## What the task requires
Every entry needs to appear again exactly as written below.

## Exercise data
"""
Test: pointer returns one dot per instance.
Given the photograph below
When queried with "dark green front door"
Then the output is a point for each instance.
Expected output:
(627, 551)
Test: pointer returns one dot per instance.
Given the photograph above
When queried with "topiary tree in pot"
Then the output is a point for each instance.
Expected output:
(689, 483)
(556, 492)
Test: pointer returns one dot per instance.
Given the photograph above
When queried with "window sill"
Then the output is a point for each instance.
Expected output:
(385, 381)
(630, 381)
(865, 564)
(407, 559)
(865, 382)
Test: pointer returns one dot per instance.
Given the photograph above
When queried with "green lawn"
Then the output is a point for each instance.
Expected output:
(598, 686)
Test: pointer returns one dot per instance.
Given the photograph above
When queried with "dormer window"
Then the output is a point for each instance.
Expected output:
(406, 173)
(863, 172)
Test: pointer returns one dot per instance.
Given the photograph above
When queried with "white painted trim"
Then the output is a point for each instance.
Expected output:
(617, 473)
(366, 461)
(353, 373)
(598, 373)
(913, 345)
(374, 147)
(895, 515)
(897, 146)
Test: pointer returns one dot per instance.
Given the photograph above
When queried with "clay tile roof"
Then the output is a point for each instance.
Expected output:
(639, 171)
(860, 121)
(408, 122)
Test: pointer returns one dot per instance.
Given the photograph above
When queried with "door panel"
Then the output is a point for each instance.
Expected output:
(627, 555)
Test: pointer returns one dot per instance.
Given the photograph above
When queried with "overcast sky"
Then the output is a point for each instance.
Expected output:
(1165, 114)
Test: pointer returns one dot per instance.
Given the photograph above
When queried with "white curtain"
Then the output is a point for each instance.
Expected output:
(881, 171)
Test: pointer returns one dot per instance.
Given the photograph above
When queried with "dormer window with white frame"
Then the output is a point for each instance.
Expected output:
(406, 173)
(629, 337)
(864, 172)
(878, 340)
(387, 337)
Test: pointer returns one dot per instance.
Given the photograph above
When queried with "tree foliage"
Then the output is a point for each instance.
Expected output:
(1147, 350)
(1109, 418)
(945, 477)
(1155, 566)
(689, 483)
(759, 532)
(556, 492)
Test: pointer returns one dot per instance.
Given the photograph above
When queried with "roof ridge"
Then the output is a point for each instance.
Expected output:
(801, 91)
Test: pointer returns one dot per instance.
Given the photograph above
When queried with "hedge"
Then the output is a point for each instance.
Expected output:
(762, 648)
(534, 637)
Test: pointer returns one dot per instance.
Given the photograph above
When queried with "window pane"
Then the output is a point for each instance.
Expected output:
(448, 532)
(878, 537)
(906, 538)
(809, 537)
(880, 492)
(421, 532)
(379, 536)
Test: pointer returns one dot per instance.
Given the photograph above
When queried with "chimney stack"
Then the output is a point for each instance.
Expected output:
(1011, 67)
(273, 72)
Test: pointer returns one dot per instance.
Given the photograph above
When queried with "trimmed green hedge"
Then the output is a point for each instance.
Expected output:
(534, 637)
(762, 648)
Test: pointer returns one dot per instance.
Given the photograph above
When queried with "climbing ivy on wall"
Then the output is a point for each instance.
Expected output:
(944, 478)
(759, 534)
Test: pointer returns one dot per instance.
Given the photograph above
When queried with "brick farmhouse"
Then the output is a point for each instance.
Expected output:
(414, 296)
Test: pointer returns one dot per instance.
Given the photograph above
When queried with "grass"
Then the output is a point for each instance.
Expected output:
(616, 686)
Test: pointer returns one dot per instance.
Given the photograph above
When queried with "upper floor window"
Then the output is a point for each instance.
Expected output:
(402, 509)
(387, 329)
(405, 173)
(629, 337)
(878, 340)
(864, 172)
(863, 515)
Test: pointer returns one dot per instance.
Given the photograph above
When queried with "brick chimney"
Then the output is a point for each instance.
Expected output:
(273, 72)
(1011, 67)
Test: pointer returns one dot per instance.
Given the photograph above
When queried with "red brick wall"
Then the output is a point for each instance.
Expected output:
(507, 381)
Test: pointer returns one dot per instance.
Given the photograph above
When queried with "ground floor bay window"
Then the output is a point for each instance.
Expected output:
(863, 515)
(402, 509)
"""
## The answer
Test: pointer returns one dot per instance.
Given the photograph below
When queried with "dark green front door"
Then the output is a point for each instance.
Expected output:
(627, 551)
Test: pointer returns one dot per instance.
Given the photograph above
When queried with "topiary tree in pot"
Then the output is a point for each instance.
Expected output:
(689, 483)
(556, 492)
Test: pointer returns one dot per instance.
Given the photograph above
When queried with "window sill"
Then the output is a point for each instance.
Expected output:
(385, 381)
(630, 381)
(865, 564)
(407, 559)
(865, 382)
Test: pointer returns one dot per instance.
Given the photograph above
When queried with "green lawn"
Then the output is a point for each instance.
Expected output:
(598, 686)
Test: pointer returns one dot per instance.
Given the photograph above
When queried with "dormer window"
Then the output is a point for each instance.
Expected output:
(406, 173)
(863, 172)
Test: pointer returns one dot per instance.
Given the photograph above
When queried with "white painted trim"
Then the output is a point for each instance.
Expected output:
(617, 473)
(366, 461)
(353, 373)
(598, 373)
(913, 345)
(374, 147)
(895, 515)
(897, 146)
Test: pointer returns one dot per instance.
Given the photograph above
When queried with "clay tile roof"
Then the output is a point for each instance.
Expected output:
(639, 171)
(860, 121)
(408, 122)
Test: pointer returns one dot per instance.
Given the photograph above
When queried with "door panel"
Then the output is a point for each instance.
Expected output:
(627, 555)
Test: pointer returns one dot per instance.
Given the photograph above
When queried with "overcast sky"
Then the output is a point for each instance.
Expected output:
(1165, 114)
Test: pointer returns one dot per instance.
Given the photograph above
When queried with "white curtain"
Then the output is a point for each instance.
Expected output:
(881, 171)
Test: pointer returns one dot per instance.
Given the photograph above
When queried with "dormer window with white frame"
Then the output is a point for each instance.
Expected output:
(406, 173)
(629, 337)
(864, 172)
(878, 340)
(387, 337)
Test: pointer returns one dot per instance.
Given the photograph above
When queried with "tree foliage"
Then the output is a point for each instance.
Expected output:
(1147, 350)
(1109, 418)
(945, 477)
(1155, 566)
(689, 483)
(759, 532)
(556, 492)
Test: pointer returns one dot per instance.
Given the photograph above
When queried with "roof ridge"
Then the output is a point for each instance.
Expected output:
(801, 91)
Test: pointer returns one dot per instance.
Given the photograph above
When queried with "hedge"
Then the output is a point for each instance.
Expected output:
(762, 648)
(534, 637)
Test: pointer returns one dot per instance.
Given the photograph above
When queried with "window pane"
Then the output is a point for each instance.
Expected output:
(448, 532)
(878, 537)
(906, 538)
(809, 537)
(880, 492)
(421, 532)
(379, 536)
Test: pointer returns one dot per instance.
Given the photograph above
When queried with "chimney stack"
Then the output is a point for each instance.
Expected output:
(1011, 67)
(273, 72)
Test: pointer returns one dot per instance.
Given the photograph above
When queried with "trimmed green hedge"
Then the output is a point for each instance.
Expected output:
(534, 637)
(762, 648)
Test: pointer returns one dot per instance.
Given the photograph above
When queried with "climbing ivy on wall"
Then the output is a point for each instance.
Expected output:
(944, 478)
(759, 534)
Test: pointer returns one dot per instance.
Given the photograph above
When queried with "brick farmhouse"
Then the output is a point for each instance.
Expected output:
(414, 296)
Test: pointer returns one dot per instance.
Given the photograph above
When queried with "grass"
Then the output is a point for each instance.
Expected output:
(616, 686)
Test: pointer returns one dot per instance.
Given the photograph above
When queried with "upper floor window"
Then the output is a point for each instance.
Expected output:
(402, 509)
(387, 329)
(405, 173)
(629, 337)
(878, 340)
(864, 172)
(863, 515)
Test: pointer returns one dot per instance.
Given the photograph above
When queried with "brick chimney"
Then the output is a point for each instance.
Expected output:
(273, 72)
(1011, 67)
Test: pointer returns one dot per instance.
Given the photograph above
When queried with "red brick wall"
Then the output is a point for each instance.
Expected output:
(507, 381)
Test: pointer returns one dot per instance.
Given the photograph above
When queried with "ground floor bay window"
Then the output is a point for each instance.
Expected output:
(863, 515)
(402, 509)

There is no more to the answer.